Region pointing data:
◇ ◇ ◇

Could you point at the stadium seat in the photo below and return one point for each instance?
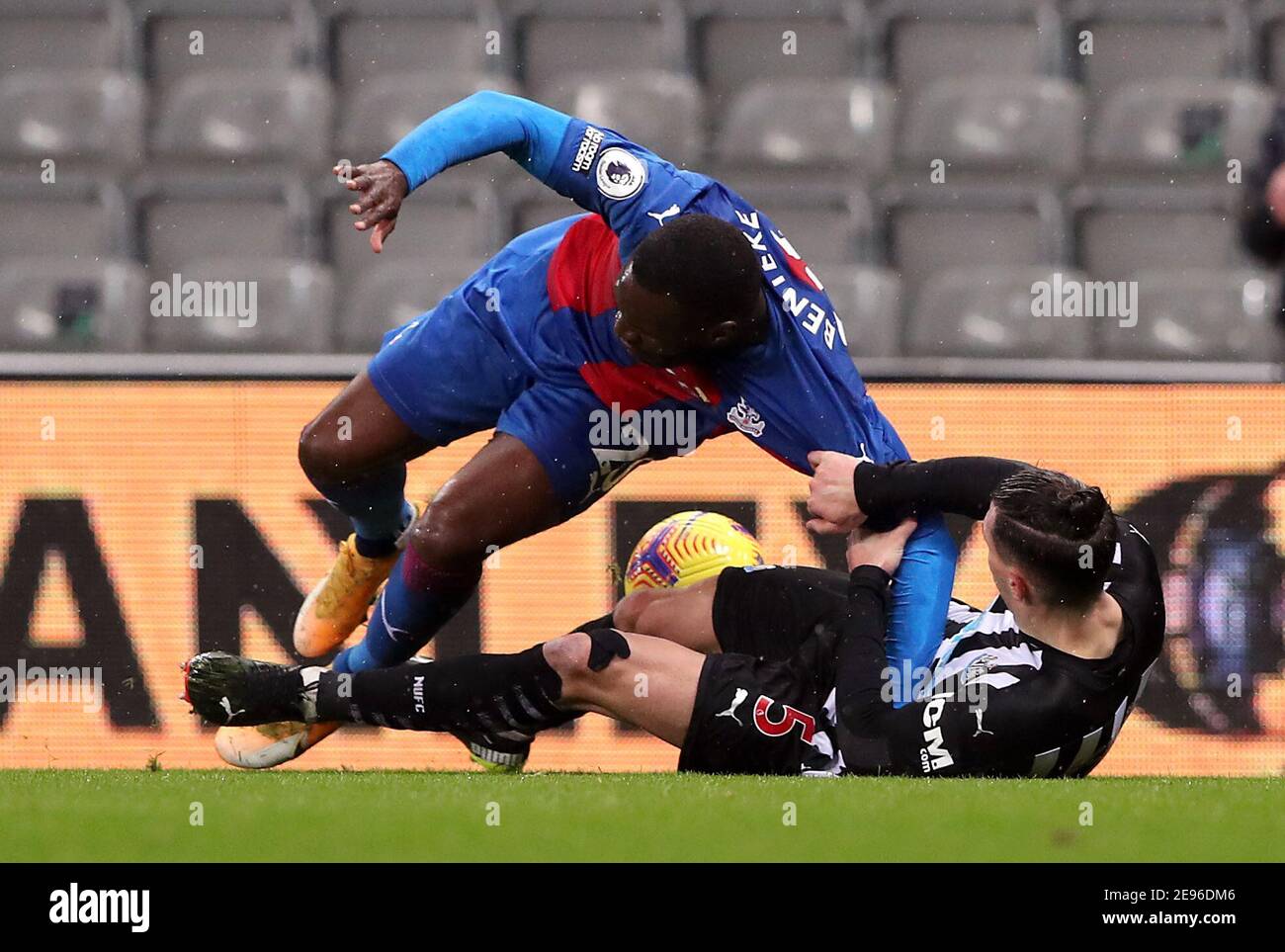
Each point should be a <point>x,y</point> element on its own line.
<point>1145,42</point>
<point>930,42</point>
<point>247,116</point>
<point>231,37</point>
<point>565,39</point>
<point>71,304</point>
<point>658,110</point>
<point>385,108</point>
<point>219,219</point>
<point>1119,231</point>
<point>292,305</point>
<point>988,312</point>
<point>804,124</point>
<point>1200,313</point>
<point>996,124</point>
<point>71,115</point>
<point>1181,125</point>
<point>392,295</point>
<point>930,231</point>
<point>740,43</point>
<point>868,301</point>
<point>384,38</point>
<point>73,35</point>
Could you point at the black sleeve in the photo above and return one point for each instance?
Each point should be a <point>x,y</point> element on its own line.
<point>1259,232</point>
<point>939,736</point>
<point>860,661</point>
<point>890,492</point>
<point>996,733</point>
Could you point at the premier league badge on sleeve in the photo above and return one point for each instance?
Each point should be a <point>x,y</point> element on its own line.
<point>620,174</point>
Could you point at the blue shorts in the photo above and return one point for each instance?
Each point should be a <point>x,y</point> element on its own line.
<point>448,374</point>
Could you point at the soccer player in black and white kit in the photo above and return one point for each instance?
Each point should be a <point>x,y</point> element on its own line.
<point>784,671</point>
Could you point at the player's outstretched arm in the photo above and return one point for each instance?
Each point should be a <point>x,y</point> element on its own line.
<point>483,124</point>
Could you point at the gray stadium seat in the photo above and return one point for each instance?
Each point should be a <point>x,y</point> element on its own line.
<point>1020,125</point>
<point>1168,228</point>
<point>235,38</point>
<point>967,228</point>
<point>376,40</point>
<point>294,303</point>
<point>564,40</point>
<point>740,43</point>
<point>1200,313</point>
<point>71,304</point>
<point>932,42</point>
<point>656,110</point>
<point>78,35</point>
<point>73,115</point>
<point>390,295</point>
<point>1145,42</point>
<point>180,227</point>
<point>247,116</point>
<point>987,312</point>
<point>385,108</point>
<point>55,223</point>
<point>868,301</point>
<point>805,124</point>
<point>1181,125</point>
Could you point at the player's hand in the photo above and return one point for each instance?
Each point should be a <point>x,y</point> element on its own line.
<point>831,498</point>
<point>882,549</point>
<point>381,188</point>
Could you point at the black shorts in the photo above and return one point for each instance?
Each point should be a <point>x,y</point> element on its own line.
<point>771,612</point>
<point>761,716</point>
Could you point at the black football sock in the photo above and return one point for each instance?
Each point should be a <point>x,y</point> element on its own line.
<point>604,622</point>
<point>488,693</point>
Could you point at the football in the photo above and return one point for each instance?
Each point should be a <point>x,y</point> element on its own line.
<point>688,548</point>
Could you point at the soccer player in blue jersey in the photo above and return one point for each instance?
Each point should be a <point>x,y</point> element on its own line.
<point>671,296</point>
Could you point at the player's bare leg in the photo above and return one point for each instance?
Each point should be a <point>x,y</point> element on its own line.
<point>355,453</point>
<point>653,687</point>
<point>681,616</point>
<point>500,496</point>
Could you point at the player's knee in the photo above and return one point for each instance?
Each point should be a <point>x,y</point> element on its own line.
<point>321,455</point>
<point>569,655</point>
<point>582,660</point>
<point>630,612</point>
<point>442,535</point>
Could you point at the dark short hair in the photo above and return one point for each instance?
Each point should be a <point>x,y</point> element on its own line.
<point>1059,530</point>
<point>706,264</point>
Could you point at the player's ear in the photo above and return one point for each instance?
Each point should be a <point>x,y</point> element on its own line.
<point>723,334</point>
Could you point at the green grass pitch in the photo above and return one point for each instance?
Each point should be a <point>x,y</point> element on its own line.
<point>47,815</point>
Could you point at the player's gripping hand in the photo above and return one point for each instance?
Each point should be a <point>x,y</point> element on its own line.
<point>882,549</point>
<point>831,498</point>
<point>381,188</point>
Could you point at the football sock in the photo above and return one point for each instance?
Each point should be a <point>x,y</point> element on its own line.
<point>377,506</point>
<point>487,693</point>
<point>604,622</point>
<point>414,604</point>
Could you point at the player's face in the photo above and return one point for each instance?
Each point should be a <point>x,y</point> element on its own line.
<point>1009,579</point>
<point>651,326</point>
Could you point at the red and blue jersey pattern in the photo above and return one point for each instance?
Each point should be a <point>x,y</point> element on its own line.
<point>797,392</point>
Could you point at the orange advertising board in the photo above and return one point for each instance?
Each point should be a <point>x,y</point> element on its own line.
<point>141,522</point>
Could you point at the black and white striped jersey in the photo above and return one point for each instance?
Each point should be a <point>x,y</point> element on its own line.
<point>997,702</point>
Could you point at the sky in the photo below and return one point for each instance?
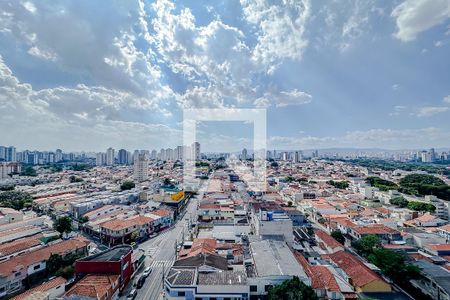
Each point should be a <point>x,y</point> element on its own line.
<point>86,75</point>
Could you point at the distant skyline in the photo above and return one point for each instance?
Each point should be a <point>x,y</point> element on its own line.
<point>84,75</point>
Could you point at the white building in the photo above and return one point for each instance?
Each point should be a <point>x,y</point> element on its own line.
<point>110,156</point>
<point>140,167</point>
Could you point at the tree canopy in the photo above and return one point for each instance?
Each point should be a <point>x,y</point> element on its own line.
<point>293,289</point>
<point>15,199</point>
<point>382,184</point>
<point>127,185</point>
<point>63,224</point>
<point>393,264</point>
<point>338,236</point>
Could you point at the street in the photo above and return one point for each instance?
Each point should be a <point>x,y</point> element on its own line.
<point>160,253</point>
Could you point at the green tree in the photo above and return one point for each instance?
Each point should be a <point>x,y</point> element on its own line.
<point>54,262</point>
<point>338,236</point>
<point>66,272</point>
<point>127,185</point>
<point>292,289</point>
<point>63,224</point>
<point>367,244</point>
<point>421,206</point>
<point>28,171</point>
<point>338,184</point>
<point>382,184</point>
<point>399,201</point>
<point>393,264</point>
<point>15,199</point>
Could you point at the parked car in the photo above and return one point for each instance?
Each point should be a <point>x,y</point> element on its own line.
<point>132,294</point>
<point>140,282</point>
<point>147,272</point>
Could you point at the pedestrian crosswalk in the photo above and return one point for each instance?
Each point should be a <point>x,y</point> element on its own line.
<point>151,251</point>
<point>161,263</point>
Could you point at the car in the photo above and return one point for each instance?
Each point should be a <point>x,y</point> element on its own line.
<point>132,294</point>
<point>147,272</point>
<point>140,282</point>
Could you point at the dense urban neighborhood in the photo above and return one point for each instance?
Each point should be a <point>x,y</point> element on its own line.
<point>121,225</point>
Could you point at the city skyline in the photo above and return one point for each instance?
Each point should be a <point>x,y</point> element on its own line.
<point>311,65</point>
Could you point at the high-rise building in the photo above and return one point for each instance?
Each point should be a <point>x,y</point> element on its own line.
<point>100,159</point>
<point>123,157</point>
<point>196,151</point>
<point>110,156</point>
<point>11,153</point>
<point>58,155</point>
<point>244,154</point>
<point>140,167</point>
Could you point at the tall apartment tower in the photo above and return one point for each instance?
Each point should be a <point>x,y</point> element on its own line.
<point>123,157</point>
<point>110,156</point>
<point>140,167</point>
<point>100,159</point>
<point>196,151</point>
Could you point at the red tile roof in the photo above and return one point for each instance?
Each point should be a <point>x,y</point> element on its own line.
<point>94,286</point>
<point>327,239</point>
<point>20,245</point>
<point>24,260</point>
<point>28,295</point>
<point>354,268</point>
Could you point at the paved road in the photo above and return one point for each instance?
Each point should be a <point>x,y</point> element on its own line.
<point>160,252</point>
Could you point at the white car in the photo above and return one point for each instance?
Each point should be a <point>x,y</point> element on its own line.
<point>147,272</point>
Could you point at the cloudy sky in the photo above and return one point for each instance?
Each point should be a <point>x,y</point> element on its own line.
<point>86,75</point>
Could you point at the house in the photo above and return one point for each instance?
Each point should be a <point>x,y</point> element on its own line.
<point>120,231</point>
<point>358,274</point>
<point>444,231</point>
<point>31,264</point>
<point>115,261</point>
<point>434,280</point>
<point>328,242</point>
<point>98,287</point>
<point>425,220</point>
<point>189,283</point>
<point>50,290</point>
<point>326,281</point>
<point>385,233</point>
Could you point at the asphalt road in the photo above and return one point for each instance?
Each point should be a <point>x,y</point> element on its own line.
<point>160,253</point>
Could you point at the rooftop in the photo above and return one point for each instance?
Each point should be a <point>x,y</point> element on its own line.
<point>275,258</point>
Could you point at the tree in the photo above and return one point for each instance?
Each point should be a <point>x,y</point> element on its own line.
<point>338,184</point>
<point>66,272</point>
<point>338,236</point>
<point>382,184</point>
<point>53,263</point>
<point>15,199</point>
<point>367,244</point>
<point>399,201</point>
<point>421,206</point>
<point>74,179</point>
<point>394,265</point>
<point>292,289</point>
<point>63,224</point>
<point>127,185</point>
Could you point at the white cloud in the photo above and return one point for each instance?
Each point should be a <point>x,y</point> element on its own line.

◇ ◇ ◇

WORK ITEM:
Gather each line in the entries above where the string "building" is found.

EXPECTED OUTPUT:
Could you point at the white building in the photo above and return one point for each instance?
Could you point at the high-rise building in the photo above and return one point for each instance?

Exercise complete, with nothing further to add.